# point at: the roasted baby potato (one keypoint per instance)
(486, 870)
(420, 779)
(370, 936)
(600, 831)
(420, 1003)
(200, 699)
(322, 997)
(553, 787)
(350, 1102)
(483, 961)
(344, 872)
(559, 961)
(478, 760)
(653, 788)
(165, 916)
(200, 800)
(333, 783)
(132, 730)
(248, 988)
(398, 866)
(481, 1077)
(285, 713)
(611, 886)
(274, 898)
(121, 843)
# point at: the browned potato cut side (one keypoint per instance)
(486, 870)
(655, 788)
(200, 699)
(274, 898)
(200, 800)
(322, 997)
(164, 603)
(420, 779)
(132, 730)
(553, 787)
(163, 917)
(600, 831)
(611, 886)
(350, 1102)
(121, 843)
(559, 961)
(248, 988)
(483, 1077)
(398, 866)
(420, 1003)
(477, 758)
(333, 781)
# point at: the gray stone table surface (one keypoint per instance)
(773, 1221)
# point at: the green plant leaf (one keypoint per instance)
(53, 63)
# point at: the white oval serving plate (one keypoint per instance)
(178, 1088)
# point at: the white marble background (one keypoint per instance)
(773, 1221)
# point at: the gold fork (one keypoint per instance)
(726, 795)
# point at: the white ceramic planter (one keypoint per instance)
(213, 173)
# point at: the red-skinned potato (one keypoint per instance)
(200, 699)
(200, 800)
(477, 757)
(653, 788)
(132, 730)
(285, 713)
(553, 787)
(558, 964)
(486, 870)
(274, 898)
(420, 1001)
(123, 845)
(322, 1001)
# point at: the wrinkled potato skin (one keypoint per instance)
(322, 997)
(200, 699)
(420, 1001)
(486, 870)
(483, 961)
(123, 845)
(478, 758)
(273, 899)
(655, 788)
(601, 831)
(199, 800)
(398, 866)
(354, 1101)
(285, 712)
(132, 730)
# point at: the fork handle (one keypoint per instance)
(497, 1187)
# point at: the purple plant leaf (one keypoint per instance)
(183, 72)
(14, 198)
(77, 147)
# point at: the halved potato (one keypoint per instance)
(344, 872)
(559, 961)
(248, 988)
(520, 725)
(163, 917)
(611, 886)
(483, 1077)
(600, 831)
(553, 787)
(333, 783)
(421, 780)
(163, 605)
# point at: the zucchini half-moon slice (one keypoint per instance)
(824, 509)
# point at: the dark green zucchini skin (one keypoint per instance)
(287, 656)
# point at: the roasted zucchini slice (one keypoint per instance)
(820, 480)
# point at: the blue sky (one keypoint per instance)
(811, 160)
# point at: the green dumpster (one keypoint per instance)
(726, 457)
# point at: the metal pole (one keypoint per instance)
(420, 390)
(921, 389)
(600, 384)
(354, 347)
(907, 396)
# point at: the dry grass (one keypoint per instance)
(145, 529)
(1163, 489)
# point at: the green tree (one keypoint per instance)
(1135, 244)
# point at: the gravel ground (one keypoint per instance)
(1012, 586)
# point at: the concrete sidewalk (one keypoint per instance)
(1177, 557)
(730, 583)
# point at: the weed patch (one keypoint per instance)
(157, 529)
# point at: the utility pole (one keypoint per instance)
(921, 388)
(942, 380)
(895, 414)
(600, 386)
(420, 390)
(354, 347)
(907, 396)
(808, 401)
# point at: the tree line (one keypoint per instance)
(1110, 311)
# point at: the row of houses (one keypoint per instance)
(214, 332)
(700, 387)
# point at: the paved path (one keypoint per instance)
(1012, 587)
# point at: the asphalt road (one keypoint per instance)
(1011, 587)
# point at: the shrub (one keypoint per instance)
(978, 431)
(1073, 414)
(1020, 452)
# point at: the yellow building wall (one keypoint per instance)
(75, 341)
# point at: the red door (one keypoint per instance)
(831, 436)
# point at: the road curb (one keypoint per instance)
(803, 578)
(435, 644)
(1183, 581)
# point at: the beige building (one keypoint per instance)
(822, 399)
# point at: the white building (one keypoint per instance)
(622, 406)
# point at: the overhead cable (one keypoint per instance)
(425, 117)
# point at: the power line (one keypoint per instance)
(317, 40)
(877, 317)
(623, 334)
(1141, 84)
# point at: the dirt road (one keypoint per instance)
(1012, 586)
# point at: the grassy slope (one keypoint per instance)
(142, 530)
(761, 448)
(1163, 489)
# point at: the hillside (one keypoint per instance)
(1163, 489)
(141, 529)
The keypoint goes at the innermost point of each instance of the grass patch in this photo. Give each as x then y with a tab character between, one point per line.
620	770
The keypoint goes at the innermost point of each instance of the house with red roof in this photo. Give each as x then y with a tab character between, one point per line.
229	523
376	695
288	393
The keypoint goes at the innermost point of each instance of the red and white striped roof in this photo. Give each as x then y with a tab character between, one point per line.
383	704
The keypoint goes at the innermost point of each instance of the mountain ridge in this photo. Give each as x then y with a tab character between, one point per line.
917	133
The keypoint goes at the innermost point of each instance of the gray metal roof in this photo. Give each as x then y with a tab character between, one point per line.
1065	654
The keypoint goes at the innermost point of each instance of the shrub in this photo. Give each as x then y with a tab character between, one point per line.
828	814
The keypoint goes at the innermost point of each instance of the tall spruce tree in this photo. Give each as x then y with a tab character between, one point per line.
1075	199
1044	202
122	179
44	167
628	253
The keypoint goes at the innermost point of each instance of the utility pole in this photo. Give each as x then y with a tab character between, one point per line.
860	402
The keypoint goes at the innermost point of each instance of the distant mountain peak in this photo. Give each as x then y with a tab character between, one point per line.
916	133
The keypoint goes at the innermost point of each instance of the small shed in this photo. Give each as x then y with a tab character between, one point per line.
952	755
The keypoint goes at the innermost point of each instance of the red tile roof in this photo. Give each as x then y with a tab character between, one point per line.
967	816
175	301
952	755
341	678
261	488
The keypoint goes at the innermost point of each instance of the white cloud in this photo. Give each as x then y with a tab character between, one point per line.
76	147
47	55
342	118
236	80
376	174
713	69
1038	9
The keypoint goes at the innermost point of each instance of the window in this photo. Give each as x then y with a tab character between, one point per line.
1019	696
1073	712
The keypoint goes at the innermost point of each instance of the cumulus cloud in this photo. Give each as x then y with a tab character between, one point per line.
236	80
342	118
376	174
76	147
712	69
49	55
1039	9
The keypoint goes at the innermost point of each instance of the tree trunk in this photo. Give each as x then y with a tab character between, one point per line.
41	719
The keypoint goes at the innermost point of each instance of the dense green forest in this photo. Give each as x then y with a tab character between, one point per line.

※ ※ ※

== WHAT THE EXERCISE ASKS ==
Set down all of the records shown above once more, exactly.

== COMPLETED TASK ==
# point at: the roasted baby potato (one keypoint per instance)
(486, 870)
(420, 779)
(370, 936)
(600, 831)
(420, 1003)
(200, 699)
(322, 997)
(553, 787)
(350, 1102)
(483, 961)
(344, 872)
(559, 961)
(478, 760)
(653, 788)
(165, 916)
(200, 800)
(333, 783)
(132, 730)
(248, 988)
(398, 866)
(481, 1077)
(285, 713)
(611, 886)
(274, 898)
(121, 843)
# point at: the browned potato cut side (one keypoint per instance)
(486, 870)
(655, 788)
(200, 699)
(274, 898)
(200, 800)
(322, 997)
(164, 603)
(420, 779)
(132, 730)
(553, 787)
(163, 917)
(600, 831)
(611, 886)
(350, 1102)
(121, 843)
(559, 961)
(248, 988)
(483, 1077)
(398, 866)
(420, 1003)
(477, 758)
(333, 781)
# point at: the gray stone table surface (one keypoint per instance)
(773, 1221)
# point at: the green plant leaf (one keypoint per instance)
(53, 63)
# point at: the white oval serving plate (one keypoint per instance)
(178, 1088)
# point at: the white marble background (one keypoint per instance)
(773, 1221)
# point at: the gold fork (one keypoint per instance)
(726, 795)
# point at: the white ceramic planter (one keypoint per instance)
(213, 173)
# point at: the red-skinned potato (one keypoint per instance)
(200, 699)
(200, 800)
(477, 757)
(653, 788)
(132, 730)
(285, 713)
(553, 787)
(558, 964)
(486, 870)
(274, 898)
(420, 1001)
(123, 845)
(322, 1001)
# point at: the wrinkled potato skin (one keypoint per instance)
(322, 997)
(200, 699)
(420, 1001)
(486, 870)
(483, 961)
(123, 845)
(478, 758)
(273, 899)
(655, 788)
(601, 831)
(199, 800)
(398, 866)
(354, 1101)
(285, 712)
(132, 730)
# point at: the fork handle (one keypoint per instance)
(497, 1187)
# point at: the purple plant leaf (one keypoint per instance)
(183, 72)
(14, 198)
(77, 147)
# point at: the halved potato (one keypoint per instance)
(344, 872)
(559, 961)
(248, 988)
(520, 725)
(163, 917)
(611, 886)
(483, 1077)
(600, 831)
(553, 787)
(333, 783)
(421, 780)
(163, 605)
# point at: the zucchini half-moon slice (one keypoint per instance)
(824, 509)
# point at: the dark green zucchini skin (one keypoint per instance)
(287, 656)
# point at: the roasted zucchini slice (one keypoint per instance)
(820, 480)
# point at: the blue sky (one keypoint per instance)
(811, 160)
# point at: the green dumpster (one keypoint per instance)
(726, 457)
# point at: the metal pole (one keypoint per instance)
(420, 390)
(921, 389)
(600, 384)
(354, 347)
(907, 396)
# point at: the dry grass (one keypoint per instance)
(145, 529)
(1163, 489)
# point at: the green tree (one keypoint per instance)
(1135, 244)
# point at: the gravel ground (one keypoint per instance)
(1012, 586)
# point at: the concrete sidewalk (one keypoint per instance)
(1177, 557)
(730, 583)
# point at: the weed patch (one keypoint per instance)
(157, 529)
# point at: the utility pole (one keypoint per instance)
(921, 388)
(942, 380)
(895, 414)
(600, 386)
(420, 390)
(354, 347)
(907, 396)
(808, 401)
# point at: the tree line (one keypoint per instance)
(1110, 311)
# point at: the row of houses (one keypoint per instance)
(214, 332)
(700, 387)
# point at: the paved path (one keypoint per instance)
(1012, 587)
# point at: the asphalt road (one keypoint per instance)
(1011, 587)
# point at: the shrub (one keypoint per instance)
(978, 431)
(1073, 414)
(1020, 452)
# point at: the yellow building wall (one keypoint per instance)
(75, 341)
# point at: the red door (one keypoint per instance)
(831, 436)
# point at: the road curb (one keypoint per instance)
(803, 578)
(435, 644)
(1183, 581)
# point at: the beige building (one keypoint per instance)
(822, 399)
# point at: the white building (one keypoint per instance)
(622, 406)
# point at: the overhead cable (one keypoint per instance)
(425, 117)
# point at: the power line (one keypoint per instance)
(317, 40)
(877, 317)
(623, 334)
(1141, 84)
# point at: the dirt road (one keypoint per instance)
(1012, 586)
# point at: the grassy slope (one keypoint per instance)
(142, 530)
(761, 448)
(1163, 489)
# point at: the hillside (one keypoint per instance)
(1163, 489)
(141, 529)
The keypoint goes at the innermost point of each instance of the grass patch in this photo. Give each as x then y with a tab character between, one point per line.
620	770
The keypoint goes at the innermost point of each instance of the house with red roof in this photo. Give each as x then y with a tab character between, one point per line.
229	523
376	695
288	393
The keypoint goes at the innermost point of each instance of the red and white striped roof in this photo. Give each as x then y with a tab character between, one point per line.
383	704
The keypoint goes at the innermost point of each instance of the mountain ridge in this photo. Give each as x then y with a tab character between, one point per line.
917	133
The keypoint goes at the innermost point of each instance of the gray metal roof in this photo. Give each as x then y with a tab character between, one point per line.
1065	654
The keypoint goes at the innermost point of each instance of the shrub in this photo. Give each as x then y with a tab character between, one point per line.
828	814
The keypoint goes at the innermost point of each instance of the tall spruce tree in this photo. Give each as x then y with a tab character between, one point per line.
1075	199
1044	202
122	179
44	167
628	253
The keypoint goes at the innermost point of each instance of the utility pole in this photo. Give each as x then y with a tab character between, one point per line.
860	402
The keypoint goes at the innermost point of each instance of the distant mountain peak in this photo. Give each as x then y with a tab character between, one point per line.
916	133
The keypoint goes at the innermost point of each instance of the small shed in this photo. Give each as x then y with a tab character between, one point per line.
952	755
The keypoint goes at the innermost point of each instance of the red tile roof in this photo. Give each as x then y with a tab character between, one point per line.
967	816
175	301
952	755
341	678
261	488
The keypoint goes at the innermost point of each instance of the white cloud in this photo. Give each as x then y with a tab character between, one point per line.
76	147
47	55
342	118
236	80
376	174
713	69
1038	9
The keypoint goes at the innermost point of each instance of the window in this photo. Give each as x then y with a tab character between, one point per line.
1019	696
1073	712
The keypoint goes at the innermost point of each instance of the cumulus cloud in this photo. Give each as x then y with a tab character between, one point per line.
236	80
342	118
376	174
76	147
712	69
49	55
1039	9
The keypoint goes at the innermost point of each instance of the tree trunk in this photo. Give each as x then y with a tab character between, one point per line.
41	719
The keypoint goes at the innermost point of each instance of the dense green forest in this photo. Give each as x then y with a tab character between, one point per line.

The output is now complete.